Dostarczony tekst:
────

Korona Kielce remisuje z Zagłębiem Lubin
W meczu 29.kolejki PKO BP Ekstraklasy Korona Kielce zremisowała z Zagłębiem Lubin 2:2 (2:2). Autorem obu bramek dla kielczan był Evgenyi Shikavka, a dla lubinian strzelali Marko Poletanović i Dawid Kurminowski.
Od początku meczu obie drużyny zaczęły mocno ofensywnie. Pierwszą groźną akcję miał zespół przyjezdnych, gdy uderzeniem zza pola karnego popisał się zawodnik Miedzianych, lecz świetna interwencja Konrada Forenca uchroniła gospodarzy przed stratą bramki. Chwilę później okazję dla Żółto–Czerwonych miał Jakub Łukowski, który wpadł w pole karne mijając trzech rywali, lecz na drodze stanął bramkarz lubinian broniąc strzał skrzydłowego.
Drużyny dalej wzajemnie na siebie napierały i w 19. minucie Zagłębie po kolejnym uderzeniu zza pola karnego Marko Poletanovic umieścił piłkę w siatce po niefortunnym odbiciu się futbolówki od Miłosza Trojaka. Po bramce podopieczni Waldemara Fornalika napierali na bramkę kielczan, ale defensywa Korony spisywała się bez większych zarzutów.
W 30. minucie odpowiedzieli gospodarze, gdy po dośrodkowaniu z rzutu rożnego Evgenyi Shikavka uderzeniem głową wpakował piłkę do siatki Sokratisa Dioudisa.
Gospodarze po bramce dalej napierali i już w 40. minucie spotkania poskutkowało to golem dającym prowadzenie. Świetnym dośrodkowaniem popisał się Jacek Podgórski i po raz drugi w tym meczu Shikavka umieścił piłkę w siatce głową.
Zaledwie chwilę po bramce gospodarzy, goście przeprowadzili akcje prawą stroną boiska i płaskie dośrodkowanie w 44. minucie ze spokojem wykorzystał Dawid Kurminowski posyłając piłkę w samo okienko. Do przerwy rezultat wynosił 2:2.

────

Dane:
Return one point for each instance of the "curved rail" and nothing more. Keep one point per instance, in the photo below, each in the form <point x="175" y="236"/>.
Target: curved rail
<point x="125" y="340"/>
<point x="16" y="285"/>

────

Polecenia:
• a. Kto według relacji z meczu Korony Kielce z Zagłębiem Lubin dośrodkował piłkę przed drugim golem Shikavki?
• b. Dopisz dalszy ciąg relacji z meczu Korony Kielce z Zagłębiem Lubin, zaczynając od miejsca, w którym się kończy.

Wyniki ćwiczenia:
• a. Jacek Podgórski.

• b.
Druga połowa spotkania rozpoczęła się mniej intensywnie. Drużyny wymieniały się atakami, lecz bez większego zagrożenia dla golkiperów. Niebezpiecznie wyglądała sytuacja na początku drugiej części meczu, gdy obrońca Żółto-Czerwonych - Marius Briceag został trafiony w głowę i była potrzebna pomoc medyczna, na szczęście sytuacja została opanowana i po chwili zawodnik Korony wrócił do gry.
W kolejnych minutach meczu drużyna Zagłębia zaczęła przeważać, najpierw świetną piłkę dostał Damjan Bohar, który stanął oko w oko z Forencem, ale ten świetnie interweniował. Chwilę później dobrym uderzeniem z rzutu wolnego popisał się kapitan gości – Filip Starzyński, lecz po raz kolejny z dobrej strony pokazał się bramkarz Korony.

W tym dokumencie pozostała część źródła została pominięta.